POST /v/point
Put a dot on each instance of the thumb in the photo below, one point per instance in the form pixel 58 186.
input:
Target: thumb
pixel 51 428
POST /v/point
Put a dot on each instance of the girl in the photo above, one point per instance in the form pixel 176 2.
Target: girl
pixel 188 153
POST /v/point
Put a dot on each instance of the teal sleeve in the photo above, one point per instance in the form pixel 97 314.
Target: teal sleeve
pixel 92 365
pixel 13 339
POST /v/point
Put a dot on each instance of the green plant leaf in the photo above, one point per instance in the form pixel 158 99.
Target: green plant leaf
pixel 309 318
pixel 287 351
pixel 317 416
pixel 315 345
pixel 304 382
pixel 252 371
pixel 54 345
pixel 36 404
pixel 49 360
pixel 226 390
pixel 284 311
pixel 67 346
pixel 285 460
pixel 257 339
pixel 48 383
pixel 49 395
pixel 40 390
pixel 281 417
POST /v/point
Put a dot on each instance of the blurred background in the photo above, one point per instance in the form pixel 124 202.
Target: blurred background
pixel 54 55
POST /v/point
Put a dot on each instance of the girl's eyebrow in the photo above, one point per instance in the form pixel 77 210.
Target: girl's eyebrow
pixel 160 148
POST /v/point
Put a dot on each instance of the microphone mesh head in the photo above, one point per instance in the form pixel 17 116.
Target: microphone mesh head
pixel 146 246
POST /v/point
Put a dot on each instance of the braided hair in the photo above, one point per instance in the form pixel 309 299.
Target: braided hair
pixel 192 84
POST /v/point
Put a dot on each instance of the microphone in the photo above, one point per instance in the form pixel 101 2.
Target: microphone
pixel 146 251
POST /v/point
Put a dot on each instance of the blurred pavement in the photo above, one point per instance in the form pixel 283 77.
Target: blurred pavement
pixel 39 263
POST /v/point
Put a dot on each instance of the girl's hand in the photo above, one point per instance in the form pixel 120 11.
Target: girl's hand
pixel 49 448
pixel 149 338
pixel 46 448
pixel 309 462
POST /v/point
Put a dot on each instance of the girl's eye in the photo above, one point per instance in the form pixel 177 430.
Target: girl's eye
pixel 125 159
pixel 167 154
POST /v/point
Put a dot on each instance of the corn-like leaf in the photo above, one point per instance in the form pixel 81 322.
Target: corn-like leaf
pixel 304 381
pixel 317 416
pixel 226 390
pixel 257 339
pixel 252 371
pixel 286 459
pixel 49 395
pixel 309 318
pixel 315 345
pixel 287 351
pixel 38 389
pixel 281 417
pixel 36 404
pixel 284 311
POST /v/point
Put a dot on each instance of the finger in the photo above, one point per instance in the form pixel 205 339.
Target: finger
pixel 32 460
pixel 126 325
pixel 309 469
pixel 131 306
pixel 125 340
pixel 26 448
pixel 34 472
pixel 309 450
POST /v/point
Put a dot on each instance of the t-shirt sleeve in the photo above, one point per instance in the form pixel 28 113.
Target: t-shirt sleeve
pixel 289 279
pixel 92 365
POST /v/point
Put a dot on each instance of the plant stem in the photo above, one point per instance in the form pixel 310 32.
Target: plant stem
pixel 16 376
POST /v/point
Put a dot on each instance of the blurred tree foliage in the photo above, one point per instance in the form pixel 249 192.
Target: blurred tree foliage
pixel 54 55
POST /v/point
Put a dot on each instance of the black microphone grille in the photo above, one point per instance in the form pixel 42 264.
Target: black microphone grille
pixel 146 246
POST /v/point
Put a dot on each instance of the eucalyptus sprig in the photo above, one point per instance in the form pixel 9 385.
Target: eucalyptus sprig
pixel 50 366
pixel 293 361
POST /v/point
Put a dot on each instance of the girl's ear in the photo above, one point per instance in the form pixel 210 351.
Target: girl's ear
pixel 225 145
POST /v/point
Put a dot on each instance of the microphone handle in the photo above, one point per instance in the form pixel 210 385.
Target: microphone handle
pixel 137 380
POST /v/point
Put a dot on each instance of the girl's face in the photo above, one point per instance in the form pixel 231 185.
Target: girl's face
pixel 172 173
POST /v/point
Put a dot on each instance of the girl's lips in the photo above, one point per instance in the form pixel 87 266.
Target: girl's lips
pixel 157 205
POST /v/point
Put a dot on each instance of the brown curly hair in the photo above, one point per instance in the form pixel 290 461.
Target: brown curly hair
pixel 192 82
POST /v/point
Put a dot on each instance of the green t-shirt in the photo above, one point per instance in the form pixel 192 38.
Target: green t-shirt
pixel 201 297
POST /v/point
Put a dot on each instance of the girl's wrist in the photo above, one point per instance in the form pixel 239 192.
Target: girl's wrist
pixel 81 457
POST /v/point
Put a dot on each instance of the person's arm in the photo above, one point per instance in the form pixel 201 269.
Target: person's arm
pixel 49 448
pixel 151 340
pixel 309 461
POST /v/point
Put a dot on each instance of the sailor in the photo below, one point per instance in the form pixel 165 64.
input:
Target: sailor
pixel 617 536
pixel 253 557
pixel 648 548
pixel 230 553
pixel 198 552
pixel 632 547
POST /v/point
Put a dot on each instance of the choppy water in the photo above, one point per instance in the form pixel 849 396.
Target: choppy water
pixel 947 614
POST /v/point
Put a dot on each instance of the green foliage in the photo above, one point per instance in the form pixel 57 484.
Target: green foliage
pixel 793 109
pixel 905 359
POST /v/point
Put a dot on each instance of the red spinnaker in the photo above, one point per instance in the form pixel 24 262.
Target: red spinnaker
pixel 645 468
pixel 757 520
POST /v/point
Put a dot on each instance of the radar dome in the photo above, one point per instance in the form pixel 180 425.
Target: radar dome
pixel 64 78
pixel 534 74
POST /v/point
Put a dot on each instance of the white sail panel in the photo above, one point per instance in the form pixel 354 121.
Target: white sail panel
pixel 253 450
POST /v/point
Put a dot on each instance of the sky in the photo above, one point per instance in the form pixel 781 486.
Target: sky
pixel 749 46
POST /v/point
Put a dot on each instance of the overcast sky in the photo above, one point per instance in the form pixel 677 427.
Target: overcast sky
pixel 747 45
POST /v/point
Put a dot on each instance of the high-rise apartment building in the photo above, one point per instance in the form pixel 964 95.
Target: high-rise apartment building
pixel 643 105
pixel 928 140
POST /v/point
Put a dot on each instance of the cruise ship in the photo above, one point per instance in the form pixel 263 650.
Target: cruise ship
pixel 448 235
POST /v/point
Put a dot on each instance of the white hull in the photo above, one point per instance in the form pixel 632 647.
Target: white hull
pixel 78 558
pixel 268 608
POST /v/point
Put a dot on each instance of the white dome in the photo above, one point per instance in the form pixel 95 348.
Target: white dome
━━━━━━━━━━━━━━━━━━━━
▸ Set task
Render every line of the rows above as a Markdown table with two columns, Number and Line, giving each line its own entry and leaving out blank lines.

▸ Solution
| Number | Line |
|---|---|
| 1 | POST /v/point |
| 2 | Put a dot on each instance of the thumb in the photo below, one point per instance in the form pixel 58 186. |
| 3 | input: |
| 4 | Target: thumb |
| 5 | pixel 51 428 |
| 6 | POST /v/point |
| 7 | Put a dot on each instance of the girl in the photo above, one point per instance in the form pixel 176 2. |
| 8 | Target: girl |
| 9 | pixel 188 153 |
| 10 | POST /v/point |
| 11 | Put a dot on each instance of the teal sleeve in the photo above, one point per instance in the form pixel 97 314. |
| 12 | Target: teal sleeve |
| 13 | pixel 92 365 |
| 14 | pixel 13 339 |
| 15 | POST /v/point |
| 16 | Put a dot on each instance of the green plant leaf in the photo above, one point per instance in the form pixel 158 99. |
| 17 | Target: green plant leaf |
| 18 | pixel 309 318 |
| 19 | pixel 287 351 |
| 20 | pixel 317 416 |
| 21 | pixel 315 345 |
| 22 | pixel 304 382 |
| 23 | pixel 252 371 |
| 24 | pixel 54 345 |
| 25 | pixel 36 404 |
| 26 | pixel 49 360 |
| 27 | pixel 226 390 |
| 28 | pixel 284 311 |
| 29 | pixel 67 346 |
| 30 | pixel 285 460 |
| 31 | pixel 257 339 |
| 32 | pixel 48 383 |
| 33 | pixel 49 395 |
| 34 | pixel 40 390 |
| 35 | pixel 281 417 |
| 36 | POST /v/point |
| 37 | Put a dot on each instance of the blurred background in the photo above, one point per instance in the form pixel 124 202. |
| 38 | Target: blurred background |
| 39 | pixel 54 55 |
| 40 | POST /v/point |
| 41 | Put a dot on each instance of the girl's eyebrow in the photo above, one point per instance in the form pixel 77 210. |
| 42 | Target: girl's eyebrow |
| 43 | pixel 160 148 |
| 44 | POST /v/point |
| 45 | Put a dot on each instance of the microphone mesh head in the photo above, one point per instance in the form pixel 17 116. |
| 46 | Target: microphone mesh head |
| 47 | pixel 146 246 |
| 48 | POST /v/point |
| 49 | Put a dot on each instance of the braided hair in the photo above, one point per instance in the form pixel 309 299. |
| 50 | Target: braided hair |
| 51 | pixel 192 84 |
| 52 | POST /v/point |
| 53 | Put a dot on each instance of the microphone in the photo above, one point per instance in the form pixel 101 2. |
| 54 | Target: microphone |
| 55 | pixel 146 251 |
| 56 | POST /v/point |
| 57 | Put a dot on each instance of the blurred pavement in the photo above, one point per instance in the form pixel 283 77. |
| 58 | Target: blurred pavement |
| 59 | pixel 39 263 |
| 60 | POST /v/point |
| 61 | Put a dot on each instance of the girl's hand in the photo above, one point per instance in the form pixel 120 11. |
| 62 | Target: girl's hand |
| 63 | pixel 49 448 |
| 64 | pixel 149 338 |
| 65 | pixel 46 448 |
| 66 | pixel 309 462 |
| 67 | POST /v/point |
| 68 | Put a dot on each instance of the girl's eye in the photo above, one point per instance in the form pixel 177 430. |
| 69 | Target: girl's eye |
| 70 | pixel 125 159 |
| 71 | pixel 167 154 |
| 72 | POST /v/point |
| 73 | Put a dot on each instance of the corn-like leaf in the photo above, one point per instance in the form pixel 81 322. |
| 74 | Target: corn-like leaf |
| 75 | pixel 304 381 |
| 76 | pixel 317 416 |
| 77 | pixel 226 390 |
| 78 | pixel 257 339 |
| 79 | pixel 252 371 |
| 80 | pixel 286 459 |
| 81 | pixel 49 395 |
| 82 | pixel 309 318 |
| 83 | pixel 315 345 |
| 84 | pixel 287 351 |
| 85 | pixel 38 389 |
| 86 | pixel 281 417 |
| 87 | pixel 36 404 |
| 88 | pixel 284 311 |
| 89 | POST /v/point |
| 90 | Put a dot on each instance of the finger in the photo above, one point per instance in the form pixel 205 339. |
| 91 | Target: finger |
| 92 | pixel 32 460 |
| 93 | pixel 126 325 |
| 94 | pixel 309 469 |
| 95 | pixel 131 306 |
| 96 | pixel 125 340 |
| 97 | pixel 26 448 |
| 98 | pixel 34 472 |
| 99 | pixel 309 450 |
| 100 | POST /v/point |
| 101 | Put a dot on each instance of the t-shirt sleeve in the photo above, one point per instance in the form pixel 28 113. |
| 102 | Target: t-shirt sleeve |
| 103 | pixel 289 279 |
| 104 | pixel 92 365 |
| 105 | POST /v/point |
| 106 | Put a dot on each instance of the plant stem in the photo above, one point per instance in the form pixel 310 32. |
| 107 | Target: plant stem |
| 108 | pixel 16 376 |
| 109 | POST /v/point |
| 110 | Put a dot on each instance of the blurred tree foliage in the photo above, one point per instance in the form pixel 249 192. |
| 111 | Target: blurred tree foliage |
| 112 | pixel 54 55 |
| 113 | POST /v/point |
| 114 | Put a dot on each instance of the black microphone grille in the photo above, one point per instance in the form pixel 42 264. |
| 115 | Target: black microphone grille |
| 116 | pixel 146 246 |
| 117 | POST /v/point |
| 118 | Put a dot on each instance of the eucalyptus sprig in the photo above, one point per instance in the form pixel 9 385. |
| 119 | Target: eucalyptus sprig |
| 120 | pixel 50 366 |
| 121 | pixel 293 361 |
| 122 | POST /v/point |
| 123 | Put a dot on each instance of the girl's ear in the photo above, one point per instance in the form pixel 210 351. |
| 124 | Target: girl's ear |
| 125 | pixel 225 145 |
| 126 | POST /v/point |
| 127 | Put a dot on each instance of the microphone handle in the photo above, one point per instance in the form pixel 210 385. |
| 128 | Target: microphone handle |
| 129 | pixel 137 380 |
| 130 | POST /v/point |
| 131 | Put a dot on each instance of the girl's face in the photo above, one point per instance in the form pixel 231 185. |
| 132 | Target: girl's face |
| 133 | pixel 172 173 |
| 134 | POST /v/point |
| 135 | Put a dot on each instance of the girl's lips in the photo above, one point per instance in the form pixel 87 266. |
| 136 | Target: girl's lips |
| 137 | pixel 157 205 |
| 138 | POST /v/point |
| 139 | Put a dot on each instance of the brown curly hair in the photo above, one point per instance in the form pixel 290 461. |
| 140 | Target: brown curly hair |
| 141 | pixel 192 82 |
| 142 | POST /v/point |
| 143 | Put a dot on each instance of the green t-shirt in the photo above, one point per instance in the form pixel 192 38. |
| 144 | Target: green t-shirt |
| 145 | pixel 201 297 |
| 146 | POST /v/point |
| 147 | Put a dot on each instance of the girl's wrist in the photo above, one point per instance in the form pixel 239 192. |
| 148 | Target: girl's wrist |
| 149 | pixel 81 457 |
| 150 | POST /v/point |
| 151 | Put a dot on each instance of the person's arm in the photo above, one point per instance in the form pixel 201 269. |
| 152 | Target: person's arm |
| 153 | pixel 49 448 |
| 154 | pixel 151 340 |
| 155 | pixel 309 461 |
| 156 | POST /v/point |
| 157 | Put a dot on each instance of the sailor in the photo below, one point per instance in the form pixel 165 64. |
| 158 | input: |
| 159 | Target: sailor |
| 160 | pixel 617 536 |
| 161 | pixel 253 557 |
| 162 | pixel 648 548 |
| 163 | pixel 230 553 |
| 164 | pixel 198 552 |
| 165 | pixel 632 547 |
| 166 | POST /v/point |
| 167 | Put a dot on each instance of the choppy water in the photo above, one point per instance in the form pixel 849 396. |
| 168 | Target: choppy water |
| 169 | pixel 947 614 |
| 170 | POST /v/point |
| 171 | Put a dot on each instance of the green foliage in the photo above, one point per instance in the form pixel 57 484. |
| 172 | Target: green foliage |
| 173 | pixel 793 109 |
| 174 | pixel 905 359 |
| 175 | POST /v/point |
| 176 | Put a dot on each instance of the red spinnaker in the photo above, one point per instance in the form pixel 24 262. |
| 177 | Target: red spinnaker |
| 178 | pixel 645 468 |
| 179 | pixel 757 520 |
| 180 | POST /v/point |
| 181 | Put a dot on each instance of the radar dome in the photo above, one point per instance in the form pixel 180 425. |
| 182 | Target: radar dome |
| 183 | pixel 64 78 |
| 184 | pixel 534 74 |
| 185 | POST /v/point |
| 186 | Put a dot on each instance of the white sail panel in the photo above, one point per instance in the form pixel 354 121. |
| 187 | Target: white sail panel |
| 188 | pixel 253 450 |
| 189 | POST /v/point |
| 190 | Put a dot on each instance of the sky in the photo above, one point per instance in the form pixel 781 486. |
| 191 | Target: sky |
| 192 | pixel 749 46 |
| 193 | POST /v/point |
| 194 | Put a dot on each instance of the overcast sky in the photo above, one point per instance in the form pixel 677 427. |
| 195 | Target: overcast sky |
| 196 | pixel 747 45 |
| 197 | POST /v/point |
| 198 | Put a dot on each instance of the high-rise apartment building in the photo above, one point per instance in the form pixel 964 95. |
| 199 | Target: high-rise apartment building |
| 200 | pixel 643 105 |
| 201 | pixel 928 140 |
| 202 | POST /v/point |
| 203 | Put a dot on each instance of the cruise ship in the photo above, one point per instance in the form pixel 263 650. |
| 204 | Target: cruise ship |
| 205 | pixel 448 235 |
| 206 | POST /v/point |
| 207 | Put a dot on each instance of the white hull in the photo above, one point per instance in the form pixel 632 647. |
| 208 | Target: white hull |
| 209 | pixel 78 558 |
| 210 | pixel 268 608 |
| 211 | POST /v/point |
| 212 | Put a dot on each instance of the white dome in the photo above, one point per instance in the form pixel 95 348. |
| 213 | Target: white dome |